引用文:
そして、技術レベルも、同じ内容の講習を受けているということで、最低限相手が何を知っているか?は、共通の理解があります。たとえば、セルフはメインロープで取る、というようなことを知らない、というようなことはない、というような意味合いです。講習内容は、身についている程度の差はあれ、項目としては共通理解なので、何を後輩に伝えていくべきか?も共有しています。

≪今までの山岳会の問題点≫
・連れて行ってもらいたいだけの人が入ってきてしまう
・技術伝承が個人任せ、運任せ
・結局、同人化してしまわざるを得ない

≪講習会→山岳会のメリット≫
・意欲の無い人が最初からいない
・タダ乗り派が最初からいない
・ある程度教育内容がフレームワーク化する

今までの山岳会では、教育システムが、口承(笑)で、何をどう具体的に新人に教えるのか?決まっていない会が多いようです。

基本的に、教え好きな人がボランティアで教えるに任せる、ということであり、技術と言っても、間違って覚えたことが、そうとは分からないまま、そのまま継承されてしまうことも多かったようです。昔はインターネットありませんしね。

そういうわけで、きちんと教えられていない人は、教えることができない。教わっていないから教えられない。

それはその人のせいではありませんね~! 

しかし、登山を教える、ということについては、大まかな枠組みさえ、曖昧なようです。

それは、やはり、率直に言ってしまえば、手抜きが積み重なったということのようですが、個人で出来ることは少ないので、組織と言うメリットが生かせなかった、ということなのでしょう。

組織の在り方が、個々人の努力任せだった、と言えるかもしれません。個々人が趣味に割ける時間が時代背景的に少なくなった結果、個の弱体化がそのまま組織の弱体化となったということでしょう。

今は山岳会の中心メンバーとなるような年齢の人が山に行きづらい時代なのです。残念ながら。

■ たとえば…

それゆえ、登山において新人の目で見ると、はてな?な事態が頻発します。

たとえば、夏の雪渓歩きです。

先輩Aの指示: 軽登山靴+前爪ありの10本爪アイゼン以上 + ピッケル
先輩Bの指示: アプローチシューズ+アイゼンなし+ピッケル無

全く同じ雪渓を歩くのに、ここまで指示が違う。

課題:
山岳会での新人教育について書かれた引用文を、最後の文の後から書き進めてください。

点アノテーションデータからの抜粋:
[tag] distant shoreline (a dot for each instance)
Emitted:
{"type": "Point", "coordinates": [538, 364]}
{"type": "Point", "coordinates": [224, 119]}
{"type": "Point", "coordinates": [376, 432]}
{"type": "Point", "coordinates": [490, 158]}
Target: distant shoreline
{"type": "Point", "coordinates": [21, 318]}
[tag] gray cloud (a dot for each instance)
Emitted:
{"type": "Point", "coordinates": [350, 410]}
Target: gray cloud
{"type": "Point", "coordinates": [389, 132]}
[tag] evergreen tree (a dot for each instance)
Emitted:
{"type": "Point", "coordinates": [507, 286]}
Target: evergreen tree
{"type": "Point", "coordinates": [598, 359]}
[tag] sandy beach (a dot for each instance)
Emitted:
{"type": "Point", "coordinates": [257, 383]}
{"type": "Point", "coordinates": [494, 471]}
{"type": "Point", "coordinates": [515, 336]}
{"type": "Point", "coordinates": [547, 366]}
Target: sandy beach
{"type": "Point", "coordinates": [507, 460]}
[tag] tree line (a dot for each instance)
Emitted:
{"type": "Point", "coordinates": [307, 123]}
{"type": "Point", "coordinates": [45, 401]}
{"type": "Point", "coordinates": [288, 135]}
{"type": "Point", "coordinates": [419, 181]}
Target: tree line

結果:
師匠によると、昔は、夏山一般道の雪渓をアイゼンなしで歩けないようでは、バリエーションルートに出てくる急な雪渓などこなせない、との考えが一般的だったのだそうです。

私も実はその意見に賛成です。

というのは、岩場に行くアプローチは非登山道なんです。非登山道でありながら、登山靴はかさばるので、アプローチシューズで行くのが普通です。私や相方なんて、クロックスで歩いています(笑)。
急斜面なので、歩くの、結構大変です。(雪はありませんが)

要するに、より困難な道を、よりプアな道具で歩けるだけの脚力が前提です。たとえ靴に泥が入って、不快であっても、ザックの重さとの兼ね合いでアプローチシューズや場合によっては、クロックスが合理的選択です。

そういう風に、バリエーションに出る状況というのは、ただ単純に非一般道を登山靴で歩きます、というようなワンランク難易度が上がりました、という状況ではなく、現実に巡り合う状況的には、もっと過酷です(笑)。ワンランクではなく、3ランクは困難度が上がった感じがします。

なので、一般道の登山は、やっぱり単純に練習の場、と化してしまいます。

バリエーションから見ると、整備された登山道は、本当にすごく歩きやすいからです。スパッツがいるほど草が生えていることもないし、道はよく歩かれて、尾根がえぐられて、明瞭です。足を置く石も豊富。

だから、非一般道を歩くことに慣れてくると、一般道くらいは運動靴で歩けてしまいます。私は、鹿柵のボランティアなどをしに行くときは長靴です。靴底はペラペラ。

翻って、夏の雪渓ですが、私は、雪渓、登山靴だけでも歩けます。スプーンカットを丁寧に拾っていけば、傾斜が緩い夏の雪渓に、アイゼンが不要なのは分かります。でも、私も、6本爪アイゼンを装着しますが、別にアイゼンがないと歩けないからではなく、そのほうが脚力をセーブでき、一般道を歩くような登山では別にザックが重いわけでもないからです。 

ちなみにピッケルは要らず、ストックです。傾斜が緩いので、ピッケルでは地面に届かず杖にならないからです。こけてから停止することを考えるピッケルより、コケない装備のストックが有効な斜度だと思います。斜度的に転ぶリスクが限りなく小さいからです。

しかし、同じ雪渓でも、靴底が柔らかいアプローチシューズでは、ピッケル無しに歩く気がしません。転ぶリスクが一気に高くなるからです。特に下山はかかとを雪面にけり込むキックステップなど、靴底が柔らかい靴ではできない。靴底が柔らかい靴は、基本的にはフリクションを効かせる靴だからです。おなじアプローチシューズであっても、靴底が硬いタイプであれば、歩けると思います。

しかし、普通、ここまで説明してくれる人はいませんね。 アプローチシューズを持ってこさせる前に、説明する人もいないし、ピッケルかストックかを主体的に考えさせる人もいない。

なので、指示を受けた側は主体的に自分で判断しなくてはいけません。

すると、どういうことが起るでしょうか?

先輩Aにも先輩Bにも服従しなかったということになります。 そりゃどっちの先輩も面白くないかもしれませんね~。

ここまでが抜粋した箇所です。